Your instructions:
Arrange the data below, from the line with "of the dark" through the end of the data, as a two-column CSV headed label_text and coordinates. Give one row per "provide x and y" line, with its wording under label_text and every point beneath it under coordinates, each in one quoted field with line breaks turned into spaces.

>> start

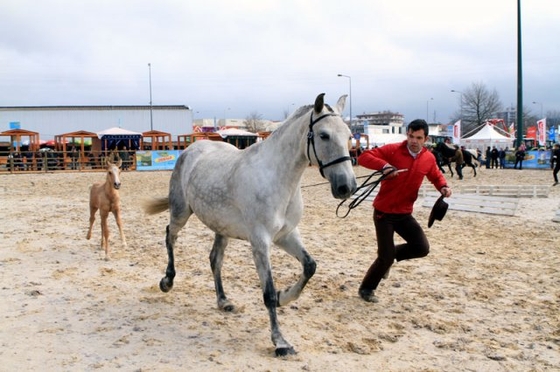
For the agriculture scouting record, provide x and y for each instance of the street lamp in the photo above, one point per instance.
(539, 103)
(151, 115)
(350, 94)
(457, 91)
(428, 109)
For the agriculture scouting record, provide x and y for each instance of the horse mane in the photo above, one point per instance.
(296, 115)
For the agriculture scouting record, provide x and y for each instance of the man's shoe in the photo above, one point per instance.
(368, 295)
(386, 275)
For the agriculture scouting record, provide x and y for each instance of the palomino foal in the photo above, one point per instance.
(105, 197)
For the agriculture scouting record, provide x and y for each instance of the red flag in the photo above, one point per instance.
(457, 132)
(541, 131)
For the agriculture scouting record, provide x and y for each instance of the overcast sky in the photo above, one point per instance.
(234, 58)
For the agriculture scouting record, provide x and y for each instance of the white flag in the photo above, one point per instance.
(457, 132)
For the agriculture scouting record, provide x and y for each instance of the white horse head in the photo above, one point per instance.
(327, 146)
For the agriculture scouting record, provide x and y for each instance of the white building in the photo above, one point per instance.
(50, 121)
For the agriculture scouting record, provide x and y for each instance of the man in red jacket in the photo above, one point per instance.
(405, 165)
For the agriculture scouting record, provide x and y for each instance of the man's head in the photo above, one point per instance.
(417, 135)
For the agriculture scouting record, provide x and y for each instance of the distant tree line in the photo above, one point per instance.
(478, 104)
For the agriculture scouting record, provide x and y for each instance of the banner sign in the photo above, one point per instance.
(156, 160)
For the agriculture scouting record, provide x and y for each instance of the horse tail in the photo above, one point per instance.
(156, 205)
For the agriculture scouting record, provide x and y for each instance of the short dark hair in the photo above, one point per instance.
(418, 124)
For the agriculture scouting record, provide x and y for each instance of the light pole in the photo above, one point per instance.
(457, 91)
(428, 110)
(539, 103)
(350, 99)
(151, 114)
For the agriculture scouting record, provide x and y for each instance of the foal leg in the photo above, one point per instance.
(92, 212)
(292, 244)
(261, 256)
(117, 214)
(216, 261)
(105, 233)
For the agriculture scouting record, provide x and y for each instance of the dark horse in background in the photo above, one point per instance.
(447, 154)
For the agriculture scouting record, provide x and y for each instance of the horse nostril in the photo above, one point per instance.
(343, 190)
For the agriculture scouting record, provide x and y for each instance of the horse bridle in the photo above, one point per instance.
(311, 141)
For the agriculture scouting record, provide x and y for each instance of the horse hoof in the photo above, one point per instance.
(283, 351)
(165, 285)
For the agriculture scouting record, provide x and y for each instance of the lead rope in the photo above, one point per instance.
(367, 188)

>> end

Reply:
label_text,coordinates
"For the agriculture scouting record, provide x and y for each instance of the dark horse in background in the photo above, one point per instance.","(447, 154)"
"For the agriculture scouting record, provide x and y for each instance of the horse nostril in the photo above, one point per instance.","(343, 190)"
"For the agriculture scouting record, provide x and y for each instance of the horse bridle in the photo above, one point per instance.","(311, 141)"
"For the agriculture scouting record, provide x and y for each instance of the horse hoof in the photo above, one point per instance.","(283, 351) (165, 285)"
"For the agriculture scouting record, provide x and y for each instance of the lead rope in the photo above, one point per instance.","(367, 188)"